------ TEXT

LIMITATION OF LIABILITY
 
  The Secured Notes are not direct obligations of, or guaranteed by, Mobil,
MGB or the Owner Trustee. None of the Owner Trustee, the Owner Participant or
the Indenture Trustee, or any affiliates thereof, shall be personally liable
to any holder of a Secured Note or, in the case of the Owner Trustee and the
Owner Participant, to the Indenture Trustee for any amounts payable under the
Secured Notes or, except as provided in the Indenture, for any liability under
the Indenture. All payments of principal of, premium, if any, and interest on
the Secured Notes (other than payments made in connection with an optional
redemption or purchase by the Owner Trustee or the Owner Participant) will be
made only from the assets subject to the Lien of the Indenture or the income
and proceeds received by the Indenture Trustee therefrom (including Rent
payable by MGB under the Lease and payments made by Mobil under the Guaranty).
(Indenture, Section 2.02)
 
  Except as otherwise provided in the Indenture, neither the Indenture Trustee
nor the Owner Trustee in its individual capacity shall be answerable or
accountable under the Indenture or under the Secured Notes under any
circumstances except for, when applicable to either the Indenture Trustee or
the Owner Trustee (a) its own willful misconduct or gross negligence, (b)

------------

DIRECTIONS:
A. Reproduce the limitation of liability text starting at "(Indenture, Section 2.02)" and ending at "gross negligence, (b)".
B. Resume the limitation of liability text from the point where it stops.
The lines that follow have no connection to the limitation of liability text.

------ RECORDED INFORMATION

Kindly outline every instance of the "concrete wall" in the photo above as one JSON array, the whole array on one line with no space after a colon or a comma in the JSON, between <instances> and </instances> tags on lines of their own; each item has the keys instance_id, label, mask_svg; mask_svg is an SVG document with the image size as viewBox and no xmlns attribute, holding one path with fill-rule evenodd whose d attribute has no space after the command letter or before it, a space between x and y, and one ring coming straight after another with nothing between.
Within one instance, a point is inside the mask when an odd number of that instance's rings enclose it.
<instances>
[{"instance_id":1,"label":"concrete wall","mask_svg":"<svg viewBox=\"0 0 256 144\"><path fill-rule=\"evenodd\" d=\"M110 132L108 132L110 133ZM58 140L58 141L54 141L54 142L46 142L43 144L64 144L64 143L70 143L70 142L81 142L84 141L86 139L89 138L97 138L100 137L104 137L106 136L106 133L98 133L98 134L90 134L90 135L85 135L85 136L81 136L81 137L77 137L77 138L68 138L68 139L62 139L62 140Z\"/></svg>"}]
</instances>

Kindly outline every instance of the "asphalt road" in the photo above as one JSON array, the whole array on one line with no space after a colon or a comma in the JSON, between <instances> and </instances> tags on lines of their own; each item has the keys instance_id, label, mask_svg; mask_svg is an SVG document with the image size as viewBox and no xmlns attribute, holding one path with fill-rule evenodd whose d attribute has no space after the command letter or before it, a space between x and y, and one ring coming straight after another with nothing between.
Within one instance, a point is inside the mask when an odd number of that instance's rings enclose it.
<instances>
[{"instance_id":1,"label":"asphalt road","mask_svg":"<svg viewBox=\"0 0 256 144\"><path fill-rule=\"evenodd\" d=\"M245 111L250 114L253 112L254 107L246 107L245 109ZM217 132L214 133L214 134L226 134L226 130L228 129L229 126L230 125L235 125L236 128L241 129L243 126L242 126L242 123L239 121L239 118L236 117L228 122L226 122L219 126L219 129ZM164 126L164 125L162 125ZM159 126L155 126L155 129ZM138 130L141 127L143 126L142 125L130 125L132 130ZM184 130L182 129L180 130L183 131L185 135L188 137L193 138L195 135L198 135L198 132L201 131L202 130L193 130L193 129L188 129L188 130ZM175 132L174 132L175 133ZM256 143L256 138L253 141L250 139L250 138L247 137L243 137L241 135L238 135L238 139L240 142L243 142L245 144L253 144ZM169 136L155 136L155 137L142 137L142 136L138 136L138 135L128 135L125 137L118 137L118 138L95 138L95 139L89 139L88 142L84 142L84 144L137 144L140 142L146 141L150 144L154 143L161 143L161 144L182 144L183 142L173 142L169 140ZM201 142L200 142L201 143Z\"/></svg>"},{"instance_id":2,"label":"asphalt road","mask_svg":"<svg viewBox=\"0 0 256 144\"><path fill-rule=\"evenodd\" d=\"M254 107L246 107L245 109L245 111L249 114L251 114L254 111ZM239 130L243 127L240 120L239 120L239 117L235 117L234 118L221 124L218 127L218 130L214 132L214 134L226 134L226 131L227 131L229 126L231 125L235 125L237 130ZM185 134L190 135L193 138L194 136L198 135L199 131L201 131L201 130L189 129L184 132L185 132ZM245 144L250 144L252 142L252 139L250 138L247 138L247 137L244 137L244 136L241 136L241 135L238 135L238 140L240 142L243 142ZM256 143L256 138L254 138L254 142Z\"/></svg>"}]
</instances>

------------

FINAL RESULTS:
A.
(Indenture, Section 2.02)
 
  Except as otherwise provided in the Indenture, neither the Indenture Trustee
nor the Owner Trustee in its individual capacity shall be answerable or
accountable under the Indenture or under the Secured Notes under any
circumstances except for, when applicable to either the Indenture Trustee or
the Owner Trustee (a) its own willful misconduct or gross negligence, (b)

B.
failure to exercise reasonable care in safeguarding securities held by it
under the Indenture, (c) in case of any inaccuracy of any representation or
warranty made by the Indenture Trustee under the Operative Documents, (d) for
any tax based on or measured by any fees, commissions or compensation received
by it for acting as trustee, (e) subject to certain exceptions, for failure to
use reasonable care in disbursing funds in accordance with the Indenture and
(f) for failure to remove certain liens in accordance
 
                                      41
<PAGE>
 
with the Participation Agreement. (Indenture, Sections 7.01 and 7.03;
Participation Agreement, Sections 11.4 and 17.10). The Owner Participant will
not have any duty or responsibility under the Indenture or the Secured Notes
to the Indenture Trustee or to any holder of any Secured Notes. (Indenture,
Section 2.02)
 
MERGER, CONSOLIDATION AND TRANSFER OF ASSETS
 
  MGB is prohibited from consolidating with or merging into any other
corporation or transferring substantially all of its assets to another
corporation unless MGB is the continuing corporation or, among other things,
(a) the successor corporation shall be a corporation organized and existing
under the laws of the United States or any State or the District of Columbia,
(b) shall expressly assume the due and punctual performance and observance of
all the covenants and conditions of the Operative Documents to which MGB is a
party and which are to be performed by MGB, (c) immediately after giving
effect to such transaction, no Lease Event of Default shall be continuing, and
(d) after giving effect to such transaction the Guaranty remains in full force
and effect and constitutes a full and unconditional guaranty of the successor
corporation's obligation under the Operative Documents to which it is a party.
(Participation Agreement, Section 10.4)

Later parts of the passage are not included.